(Region pointing data)
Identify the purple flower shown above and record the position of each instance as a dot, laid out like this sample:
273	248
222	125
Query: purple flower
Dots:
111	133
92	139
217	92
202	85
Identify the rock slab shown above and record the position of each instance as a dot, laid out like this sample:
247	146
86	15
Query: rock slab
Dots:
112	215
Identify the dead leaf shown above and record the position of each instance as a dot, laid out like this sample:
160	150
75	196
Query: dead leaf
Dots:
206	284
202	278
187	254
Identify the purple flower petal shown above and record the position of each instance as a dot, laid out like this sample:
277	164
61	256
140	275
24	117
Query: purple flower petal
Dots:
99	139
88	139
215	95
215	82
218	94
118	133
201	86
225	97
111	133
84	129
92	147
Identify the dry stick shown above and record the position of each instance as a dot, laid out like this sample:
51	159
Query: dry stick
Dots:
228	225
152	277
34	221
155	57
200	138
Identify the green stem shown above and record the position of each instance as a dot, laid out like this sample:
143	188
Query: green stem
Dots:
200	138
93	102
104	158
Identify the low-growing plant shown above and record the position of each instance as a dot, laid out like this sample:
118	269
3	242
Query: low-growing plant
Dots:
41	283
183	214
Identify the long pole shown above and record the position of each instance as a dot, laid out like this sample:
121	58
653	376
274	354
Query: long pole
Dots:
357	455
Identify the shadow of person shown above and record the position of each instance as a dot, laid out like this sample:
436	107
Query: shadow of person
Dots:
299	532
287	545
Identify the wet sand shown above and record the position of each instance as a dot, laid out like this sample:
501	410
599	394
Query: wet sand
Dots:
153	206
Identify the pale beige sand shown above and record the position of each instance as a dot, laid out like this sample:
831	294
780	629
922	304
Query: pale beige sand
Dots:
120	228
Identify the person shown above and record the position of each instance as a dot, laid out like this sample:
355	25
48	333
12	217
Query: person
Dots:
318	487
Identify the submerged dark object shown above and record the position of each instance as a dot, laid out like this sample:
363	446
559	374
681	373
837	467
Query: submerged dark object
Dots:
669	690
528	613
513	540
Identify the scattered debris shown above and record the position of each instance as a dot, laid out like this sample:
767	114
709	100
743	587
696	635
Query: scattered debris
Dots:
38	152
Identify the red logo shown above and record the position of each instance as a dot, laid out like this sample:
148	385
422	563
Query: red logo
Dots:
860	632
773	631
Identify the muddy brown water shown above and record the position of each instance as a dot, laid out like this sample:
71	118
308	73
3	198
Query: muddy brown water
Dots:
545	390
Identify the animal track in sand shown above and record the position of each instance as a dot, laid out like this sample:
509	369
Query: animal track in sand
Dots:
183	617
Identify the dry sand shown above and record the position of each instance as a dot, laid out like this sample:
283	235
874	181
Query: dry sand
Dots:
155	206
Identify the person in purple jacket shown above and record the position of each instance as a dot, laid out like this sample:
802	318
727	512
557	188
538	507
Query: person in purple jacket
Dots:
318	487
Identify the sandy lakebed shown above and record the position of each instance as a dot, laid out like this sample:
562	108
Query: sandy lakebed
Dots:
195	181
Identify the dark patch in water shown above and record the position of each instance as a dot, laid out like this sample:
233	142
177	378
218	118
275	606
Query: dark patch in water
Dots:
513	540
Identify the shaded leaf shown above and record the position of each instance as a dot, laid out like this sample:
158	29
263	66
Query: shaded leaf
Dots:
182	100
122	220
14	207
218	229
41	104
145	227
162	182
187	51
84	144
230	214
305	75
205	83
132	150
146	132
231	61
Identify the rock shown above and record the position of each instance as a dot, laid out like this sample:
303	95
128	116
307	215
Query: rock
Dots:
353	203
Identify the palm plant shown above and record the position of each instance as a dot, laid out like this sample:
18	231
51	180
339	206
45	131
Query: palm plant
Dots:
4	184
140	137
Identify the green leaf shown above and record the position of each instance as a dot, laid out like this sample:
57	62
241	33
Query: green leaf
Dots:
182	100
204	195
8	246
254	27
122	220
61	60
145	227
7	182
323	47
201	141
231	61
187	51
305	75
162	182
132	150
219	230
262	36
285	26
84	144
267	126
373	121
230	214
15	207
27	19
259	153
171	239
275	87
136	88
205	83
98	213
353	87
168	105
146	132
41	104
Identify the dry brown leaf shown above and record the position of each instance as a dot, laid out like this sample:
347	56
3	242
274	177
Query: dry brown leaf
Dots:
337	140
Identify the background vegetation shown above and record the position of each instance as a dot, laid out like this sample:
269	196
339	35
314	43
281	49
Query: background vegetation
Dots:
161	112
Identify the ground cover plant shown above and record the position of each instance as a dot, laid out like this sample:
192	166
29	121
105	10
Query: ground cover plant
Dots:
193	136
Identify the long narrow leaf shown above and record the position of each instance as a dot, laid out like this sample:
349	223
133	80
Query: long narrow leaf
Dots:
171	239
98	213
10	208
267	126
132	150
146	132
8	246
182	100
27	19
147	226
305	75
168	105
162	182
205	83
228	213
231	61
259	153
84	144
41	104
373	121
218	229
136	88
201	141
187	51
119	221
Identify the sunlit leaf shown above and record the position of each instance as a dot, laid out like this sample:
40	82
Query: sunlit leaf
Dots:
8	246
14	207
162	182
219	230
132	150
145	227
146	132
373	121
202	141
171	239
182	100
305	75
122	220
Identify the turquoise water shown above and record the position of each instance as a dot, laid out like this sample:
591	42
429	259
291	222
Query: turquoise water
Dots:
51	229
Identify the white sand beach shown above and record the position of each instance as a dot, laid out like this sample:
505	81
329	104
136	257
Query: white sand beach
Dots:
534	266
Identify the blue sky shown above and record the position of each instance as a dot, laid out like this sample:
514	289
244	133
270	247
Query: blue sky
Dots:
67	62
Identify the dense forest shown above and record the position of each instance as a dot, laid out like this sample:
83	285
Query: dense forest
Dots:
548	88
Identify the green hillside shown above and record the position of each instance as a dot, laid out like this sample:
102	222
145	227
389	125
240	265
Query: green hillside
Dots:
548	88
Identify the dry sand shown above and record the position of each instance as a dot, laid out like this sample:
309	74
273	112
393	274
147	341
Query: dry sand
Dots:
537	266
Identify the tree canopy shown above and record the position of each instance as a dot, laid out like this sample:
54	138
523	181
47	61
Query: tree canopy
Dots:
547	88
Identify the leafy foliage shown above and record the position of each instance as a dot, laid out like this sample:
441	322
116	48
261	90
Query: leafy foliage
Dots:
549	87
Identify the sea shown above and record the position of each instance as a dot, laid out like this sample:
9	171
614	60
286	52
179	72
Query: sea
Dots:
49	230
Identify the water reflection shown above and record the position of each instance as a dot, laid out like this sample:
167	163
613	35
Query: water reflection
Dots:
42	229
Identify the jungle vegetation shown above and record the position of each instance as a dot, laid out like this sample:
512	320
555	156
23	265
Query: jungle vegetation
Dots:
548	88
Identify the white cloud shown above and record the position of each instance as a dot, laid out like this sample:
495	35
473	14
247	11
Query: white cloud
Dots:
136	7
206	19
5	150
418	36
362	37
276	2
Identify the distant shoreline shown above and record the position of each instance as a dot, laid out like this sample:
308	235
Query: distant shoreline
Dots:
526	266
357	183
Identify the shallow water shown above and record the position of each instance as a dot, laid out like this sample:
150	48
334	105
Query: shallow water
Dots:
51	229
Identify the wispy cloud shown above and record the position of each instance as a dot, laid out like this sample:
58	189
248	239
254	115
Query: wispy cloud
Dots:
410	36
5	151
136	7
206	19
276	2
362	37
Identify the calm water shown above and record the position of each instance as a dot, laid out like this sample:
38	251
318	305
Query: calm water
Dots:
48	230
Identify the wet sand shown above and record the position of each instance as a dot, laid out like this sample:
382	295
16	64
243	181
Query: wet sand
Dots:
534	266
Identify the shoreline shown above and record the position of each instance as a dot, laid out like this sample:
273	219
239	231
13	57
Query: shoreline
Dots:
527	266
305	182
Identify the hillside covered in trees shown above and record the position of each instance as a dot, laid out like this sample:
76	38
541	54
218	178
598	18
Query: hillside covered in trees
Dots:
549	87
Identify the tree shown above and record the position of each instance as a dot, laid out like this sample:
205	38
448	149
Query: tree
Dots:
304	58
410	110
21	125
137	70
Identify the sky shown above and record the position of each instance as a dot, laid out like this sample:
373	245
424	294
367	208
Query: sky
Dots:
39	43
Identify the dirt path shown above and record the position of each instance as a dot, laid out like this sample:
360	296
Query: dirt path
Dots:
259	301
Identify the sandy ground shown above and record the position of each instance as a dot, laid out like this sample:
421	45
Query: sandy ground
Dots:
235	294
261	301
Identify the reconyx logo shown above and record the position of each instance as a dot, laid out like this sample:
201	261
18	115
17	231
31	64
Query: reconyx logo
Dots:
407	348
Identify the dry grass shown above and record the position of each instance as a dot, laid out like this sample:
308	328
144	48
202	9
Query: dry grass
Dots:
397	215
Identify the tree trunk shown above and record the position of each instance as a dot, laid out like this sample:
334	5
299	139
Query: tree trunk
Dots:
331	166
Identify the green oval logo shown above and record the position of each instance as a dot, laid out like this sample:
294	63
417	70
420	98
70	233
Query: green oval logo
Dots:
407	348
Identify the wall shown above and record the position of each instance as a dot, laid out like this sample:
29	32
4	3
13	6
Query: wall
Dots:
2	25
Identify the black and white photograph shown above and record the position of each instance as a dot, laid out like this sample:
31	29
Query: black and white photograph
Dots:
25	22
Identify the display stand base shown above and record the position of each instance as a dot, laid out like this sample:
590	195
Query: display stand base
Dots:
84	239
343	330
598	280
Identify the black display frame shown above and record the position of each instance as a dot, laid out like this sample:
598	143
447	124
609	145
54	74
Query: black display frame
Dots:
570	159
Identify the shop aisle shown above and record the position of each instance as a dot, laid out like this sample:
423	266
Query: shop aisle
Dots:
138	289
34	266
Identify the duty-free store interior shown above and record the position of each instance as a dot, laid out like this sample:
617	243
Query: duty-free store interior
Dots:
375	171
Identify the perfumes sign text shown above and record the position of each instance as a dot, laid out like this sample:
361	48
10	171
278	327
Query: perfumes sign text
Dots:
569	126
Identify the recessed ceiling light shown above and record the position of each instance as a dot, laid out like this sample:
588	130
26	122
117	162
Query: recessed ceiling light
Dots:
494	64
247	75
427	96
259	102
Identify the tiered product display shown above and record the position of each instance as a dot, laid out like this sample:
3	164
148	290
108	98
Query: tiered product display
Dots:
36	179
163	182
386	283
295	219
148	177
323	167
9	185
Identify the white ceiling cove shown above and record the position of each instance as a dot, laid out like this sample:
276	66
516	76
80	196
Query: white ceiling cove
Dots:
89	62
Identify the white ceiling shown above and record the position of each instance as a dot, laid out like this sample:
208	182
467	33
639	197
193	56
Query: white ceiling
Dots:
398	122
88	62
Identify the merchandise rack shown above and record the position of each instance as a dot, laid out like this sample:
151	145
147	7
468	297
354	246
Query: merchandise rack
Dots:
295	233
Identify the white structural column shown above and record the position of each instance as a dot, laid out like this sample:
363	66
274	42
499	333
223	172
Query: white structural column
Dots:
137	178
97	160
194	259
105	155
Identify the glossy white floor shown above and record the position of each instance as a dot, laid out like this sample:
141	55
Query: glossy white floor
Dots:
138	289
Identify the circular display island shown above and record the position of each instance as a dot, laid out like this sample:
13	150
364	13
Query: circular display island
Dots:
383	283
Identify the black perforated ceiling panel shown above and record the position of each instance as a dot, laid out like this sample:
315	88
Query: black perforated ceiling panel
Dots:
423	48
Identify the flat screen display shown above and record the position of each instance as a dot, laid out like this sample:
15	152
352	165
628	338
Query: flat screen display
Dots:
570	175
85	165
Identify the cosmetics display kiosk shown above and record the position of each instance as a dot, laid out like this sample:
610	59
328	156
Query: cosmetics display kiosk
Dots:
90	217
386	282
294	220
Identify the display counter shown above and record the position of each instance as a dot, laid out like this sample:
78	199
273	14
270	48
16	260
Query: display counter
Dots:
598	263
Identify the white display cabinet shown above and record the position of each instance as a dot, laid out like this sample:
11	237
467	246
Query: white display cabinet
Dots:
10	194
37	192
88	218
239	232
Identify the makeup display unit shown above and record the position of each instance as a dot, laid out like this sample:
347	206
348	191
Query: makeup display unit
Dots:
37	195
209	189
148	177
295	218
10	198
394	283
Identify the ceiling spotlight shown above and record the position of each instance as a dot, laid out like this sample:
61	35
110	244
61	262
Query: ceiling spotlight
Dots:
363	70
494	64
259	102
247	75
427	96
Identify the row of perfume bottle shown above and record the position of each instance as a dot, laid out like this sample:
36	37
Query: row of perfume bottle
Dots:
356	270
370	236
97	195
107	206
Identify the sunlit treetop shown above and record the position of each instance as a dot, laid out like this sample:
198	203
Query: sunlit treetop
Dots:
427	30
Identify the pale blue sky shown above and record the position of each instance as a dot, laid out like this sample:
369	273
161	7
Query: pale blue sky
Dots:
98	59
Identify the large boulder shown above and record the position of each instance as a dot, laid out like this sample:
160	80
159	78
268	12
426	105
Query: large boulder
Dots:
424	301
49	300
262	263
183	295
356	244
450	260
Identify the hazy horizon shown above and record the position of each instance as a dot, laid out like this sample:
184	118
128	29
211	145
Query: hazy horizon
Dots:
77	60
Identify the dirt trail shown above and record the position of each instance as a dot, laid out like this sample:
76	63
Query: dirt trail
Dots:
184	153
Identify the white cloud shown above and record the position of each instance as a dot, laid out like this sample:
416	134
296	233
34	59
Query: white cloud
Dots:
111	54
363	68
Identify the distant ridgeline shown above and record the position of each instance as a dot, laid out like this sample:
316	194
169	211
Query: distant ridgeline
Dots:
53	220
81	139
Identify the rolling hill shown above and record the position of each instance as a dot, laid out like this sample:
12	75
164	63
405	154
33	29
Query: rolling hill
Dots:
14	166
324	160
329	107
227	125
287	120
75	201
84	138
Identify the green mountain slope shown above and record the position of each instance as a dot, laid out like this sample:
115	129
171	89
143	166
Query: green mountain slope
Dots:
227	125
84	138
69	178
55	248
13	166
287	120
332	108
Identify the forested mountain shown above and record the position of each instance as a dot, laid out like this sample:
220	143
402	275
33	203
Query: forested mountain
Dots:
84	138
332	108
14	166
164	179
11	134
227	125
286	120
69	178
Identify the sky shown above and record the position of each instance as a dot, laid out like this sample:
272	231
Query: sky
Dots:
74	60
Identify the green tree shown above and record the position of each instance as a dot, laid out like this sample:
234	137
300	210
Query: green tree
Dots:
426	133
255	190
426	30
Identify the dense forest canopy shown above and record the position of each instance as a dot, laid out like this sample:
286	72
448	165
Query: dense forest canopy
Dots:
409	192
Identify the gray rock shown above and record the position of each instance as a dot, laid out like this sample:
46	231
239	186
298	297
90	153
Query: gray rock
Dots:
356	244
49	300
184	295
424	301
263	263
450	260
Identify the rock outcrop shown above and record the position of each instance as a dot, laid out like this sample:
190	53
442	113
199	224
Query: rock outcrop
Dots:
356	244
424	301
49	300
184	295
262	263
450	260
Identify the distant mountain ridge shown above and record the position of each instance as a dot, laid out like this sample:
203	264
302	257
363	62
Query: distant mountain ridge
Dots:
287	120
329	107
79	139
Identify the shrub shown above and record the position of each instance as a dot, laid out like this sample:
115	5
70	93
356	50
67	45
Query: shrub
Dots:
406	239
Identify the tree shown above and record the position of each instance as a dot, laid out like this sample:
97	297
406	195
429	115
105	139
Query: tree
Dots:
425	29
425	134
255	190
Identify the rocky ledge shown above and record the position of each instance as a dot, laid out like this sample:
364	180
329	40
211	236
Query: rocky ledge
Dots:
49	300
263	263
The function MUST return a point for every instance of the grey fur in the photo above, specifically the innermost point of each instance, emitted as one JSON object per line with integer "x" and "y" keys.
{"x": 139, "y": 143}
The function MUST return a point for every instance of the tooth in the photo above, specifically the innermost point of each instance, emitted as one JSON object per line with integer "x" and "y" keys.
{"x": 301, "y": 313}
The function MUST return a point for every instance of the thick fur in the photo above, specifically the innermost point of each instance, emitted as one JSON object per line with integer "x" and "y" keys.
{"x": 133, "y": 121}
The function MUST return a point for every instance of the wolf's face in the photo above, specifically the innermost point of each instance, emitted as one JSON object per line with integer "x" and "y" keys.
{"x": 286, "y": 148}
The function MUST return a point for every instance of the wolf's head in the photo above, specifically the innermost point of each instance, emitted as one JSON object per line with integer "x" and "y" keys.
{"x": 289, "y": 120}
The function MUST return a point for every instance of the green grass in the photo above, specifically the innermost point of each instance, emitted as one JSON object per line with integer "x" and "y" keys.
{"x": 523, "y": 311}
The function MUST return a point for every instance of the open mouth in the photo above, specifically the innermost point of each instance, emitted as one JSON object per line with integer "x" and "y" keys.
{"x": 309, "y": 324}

§ Task directions:
For each line in the data that holds "merchandise", add one to a count, then report that count alone.

§ Task response:
2